## Document text
>>>>>

Ensure data quality with asset checks
Data quality is critical in data pipelines. Inspecting individual assets ensures that data quality issues are caught before they affect the entire pipeline. In this step, you will:
- Define an asset check
- Execute that asset check in the UI
1. Define an asset check
In Dagster, you define asset checks the same way you define assets. Asset checks run when an asset is materialized and ensure that certain criteria are met.
You can place an asset check in the assets.py
file alongside the asset it validates. In our case, we'll query the raw_customers
table—created by our asset—and verify that the id
column contains no null values:
@dg.asset_check(
asset=raw_customers,
description="Check if there are any null customer_ids in the joined data",
)
def missing_dimension_check(duckdb: DuckDBResource) -> dg.AssetCheckResult:
table_name = "jaffle_platform.main.raw_customers"
with duckdb.get_connection() as conn:
query_result = conn.execute(
f"""
select count(*)
from {table_name}
where id is null
"""
).fetchone()
count = query_result[0] if query_result else 0
return dg.AssetCheckResult(
passed=count == 0, metadata={"customer_id is null": count}
)
The asset check is using the same DuckDBResource
resource we defined for the asset. Resources can be shared across all objects in Dagster.

<<<<<

## Given data

>>>>>

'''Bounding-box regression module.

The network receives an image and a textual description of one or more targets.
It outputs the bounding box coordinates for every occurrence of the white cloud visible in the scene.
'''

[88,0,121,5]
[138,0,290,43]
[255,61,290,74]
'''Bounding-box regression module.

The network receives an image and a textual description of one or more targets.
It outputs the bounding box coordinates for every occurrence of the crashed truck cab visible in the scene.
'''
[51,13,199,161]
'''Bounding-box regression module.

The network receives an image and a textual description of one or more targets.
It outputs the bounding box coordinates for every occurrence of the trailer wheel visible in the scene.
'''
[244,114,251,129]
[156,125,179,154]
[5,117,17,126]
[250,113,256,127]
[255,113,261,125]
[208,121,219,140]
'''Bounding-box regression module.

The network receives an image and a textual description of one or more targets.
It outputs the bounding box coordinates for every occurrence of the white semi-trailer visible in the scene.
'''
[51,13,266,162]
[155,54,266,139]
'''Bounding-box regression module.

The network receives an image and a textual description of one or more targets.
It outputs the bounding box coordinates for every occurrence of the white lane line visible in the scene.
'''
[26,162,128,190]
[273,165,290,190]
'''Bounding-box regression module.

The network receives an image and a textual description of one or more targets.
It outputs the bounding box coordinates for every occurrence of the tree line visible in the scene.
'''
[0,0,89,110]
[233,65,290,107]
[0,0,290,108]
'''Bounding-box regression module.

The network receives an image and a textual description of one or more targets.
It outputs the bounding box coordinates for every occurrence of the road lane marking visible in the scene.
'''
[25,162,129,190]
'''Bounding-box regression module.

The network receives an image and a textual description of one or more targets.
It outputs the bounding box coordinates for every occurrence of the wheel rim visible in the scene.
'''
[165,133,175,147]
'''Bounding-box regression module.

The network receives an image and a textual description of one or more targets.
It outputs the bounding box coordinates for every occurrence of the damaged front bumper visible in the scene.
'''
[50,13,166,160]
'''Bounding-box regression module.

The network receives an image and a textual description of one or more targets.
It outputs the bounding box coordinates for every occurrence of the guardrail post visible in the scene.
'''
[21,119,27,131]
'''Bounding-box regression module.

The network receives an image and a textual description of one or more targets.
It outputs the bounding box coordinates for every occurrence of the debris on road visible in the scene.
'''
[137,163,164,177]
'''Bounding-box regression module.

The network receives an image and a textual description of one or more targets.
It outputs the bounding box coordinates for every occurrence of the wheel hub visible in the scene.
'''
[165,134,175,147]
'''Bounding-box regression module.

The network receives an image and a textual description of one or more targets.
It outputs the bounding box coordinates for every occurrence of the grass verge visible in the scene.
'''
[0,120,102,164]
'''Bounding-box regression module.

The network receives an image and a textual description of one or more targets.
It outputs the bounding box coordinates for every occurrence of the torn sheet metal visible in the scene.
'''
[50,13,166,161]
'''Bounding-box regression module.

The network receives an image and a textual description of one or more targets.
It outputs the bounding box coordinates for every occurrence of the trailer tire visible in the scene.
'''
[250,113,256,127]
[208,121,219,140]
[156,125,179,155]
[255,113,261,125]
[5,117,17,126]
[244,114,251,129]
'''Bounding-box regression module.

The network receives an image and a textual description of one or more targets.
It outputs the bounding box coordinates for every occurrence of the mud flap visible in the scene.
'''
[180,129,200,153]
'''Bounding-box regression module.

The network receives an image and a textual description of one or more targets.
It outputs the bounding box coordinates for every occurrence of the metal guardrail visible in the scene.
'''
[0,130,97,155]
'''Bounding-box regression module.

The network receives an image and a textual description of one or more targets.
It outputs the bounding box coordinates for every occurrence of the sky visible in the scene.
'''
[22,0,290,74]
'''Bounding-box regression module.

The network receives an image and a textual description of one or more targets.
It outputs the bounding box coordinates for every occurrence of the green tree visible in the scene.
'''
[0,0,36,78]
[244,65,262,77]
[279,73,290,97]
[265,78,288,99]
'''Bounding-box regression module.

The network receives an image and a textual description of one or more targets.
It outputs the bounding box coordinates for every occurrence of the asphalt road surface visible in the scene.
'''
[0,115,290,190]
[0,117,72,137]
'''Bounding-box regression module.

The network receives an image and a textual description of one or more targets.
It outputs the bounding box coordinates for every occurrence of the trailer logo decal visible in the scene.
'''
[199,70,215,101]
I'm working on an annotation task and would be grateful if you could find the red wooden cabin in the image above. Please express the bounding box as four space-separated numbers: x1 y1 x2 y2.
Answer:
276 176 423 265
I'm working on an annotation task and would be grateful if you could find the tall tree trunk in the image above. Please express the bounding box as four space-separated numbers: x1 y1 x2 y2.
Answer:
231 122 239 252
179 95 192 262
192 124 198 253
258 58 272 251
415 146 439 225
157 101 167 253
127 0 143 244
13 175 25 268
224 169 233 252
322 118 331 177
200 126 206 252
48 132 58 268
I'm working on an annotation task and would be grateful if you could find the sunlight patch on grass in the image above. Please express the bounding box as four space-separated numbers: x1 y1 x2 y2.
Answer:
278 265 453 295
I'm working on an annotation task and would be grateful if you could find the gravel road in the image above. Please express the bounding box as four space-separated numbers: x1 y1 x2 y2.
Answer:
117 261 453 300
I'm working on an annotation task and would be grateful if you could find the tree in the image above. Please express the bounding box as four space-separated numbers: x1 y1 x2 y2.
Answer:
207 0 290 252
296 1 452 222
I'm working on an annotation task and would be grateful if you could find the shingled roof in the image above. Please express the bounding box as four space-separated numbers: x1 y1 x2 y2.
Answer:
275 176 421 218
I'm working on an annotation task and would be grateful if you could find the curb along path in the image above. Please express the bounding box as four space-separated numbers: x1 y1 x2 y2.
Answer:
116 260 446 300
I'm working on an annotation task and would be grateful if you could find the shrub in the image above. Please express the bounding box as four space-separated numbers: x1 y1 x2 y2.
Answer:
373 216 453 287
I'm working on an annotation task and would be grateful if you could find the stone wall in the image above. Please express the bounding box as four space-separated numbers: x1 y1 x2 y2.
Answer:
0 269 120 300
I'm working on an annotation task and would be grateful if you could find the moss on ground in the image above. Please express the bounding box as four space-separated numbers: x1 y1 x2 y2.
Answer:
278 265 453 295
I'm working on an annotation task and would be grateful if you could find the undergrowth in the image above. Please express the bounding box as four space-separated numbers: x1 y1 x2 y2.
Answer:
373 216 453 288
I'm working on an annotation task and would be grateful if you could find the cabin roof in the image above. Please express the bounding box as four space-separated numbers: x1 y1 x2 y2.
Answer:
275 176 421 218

<<<<<

## Work instructions
[A] Reproduce the passage of the Dagster asset checks tutorial from "You can place" up to and including "select count(*)".
[B] According to the Dagster asset checks tutorial, when do asset checks run?
[C] Continue the Dagster asset checks tutorial from its last sentence.

## Expected outputs
[A]
You can place an asset check in the assets.py
file alongside the asset it validates. In our case, we'll query the raw_customers
table—created by our asset—and verify that the id
column contains no null values:
@dg.asset_check(
asset=raw_customers,
description="Check if there are any null customer_ids in the joined data",
)
def missing_dimension_check(duckdb: DuckDBResource) -> dg.AssetCheckResult:
table_name = "jaffle_platform.main.raw_customers"
with duckdb.get_connection() as conn:
query_result = conn.execute(
f"""
select count(*)

[B] Asset checks run when an asset is materialized.

[C]
In the Dagster UI, you can now see that an asset check is associated with the joined_data
asset:
Asset checks will run when an asset is materialized, but asset checks can also be executed manually in the UI:
-
Reload your Definitions.
-
Navigate to the Asset Details page for the
raw_customers
asset. -
Select the "Checks" tab.
-
Click the Execute button (assuming the asset has already executed) for
missing_dimension_check
.
Summary
The structure of the etl_tutorial
module has remained the same:
src
└── etl_tutorial
├── __init__.py
├── definitions.py
└── defs
├── __init__.py
├── assets.py
├── resources.py
└── transform
└── defs.yaml
But there are now data checks on the assets we have created to help ensure the quality of the data in our pipeline.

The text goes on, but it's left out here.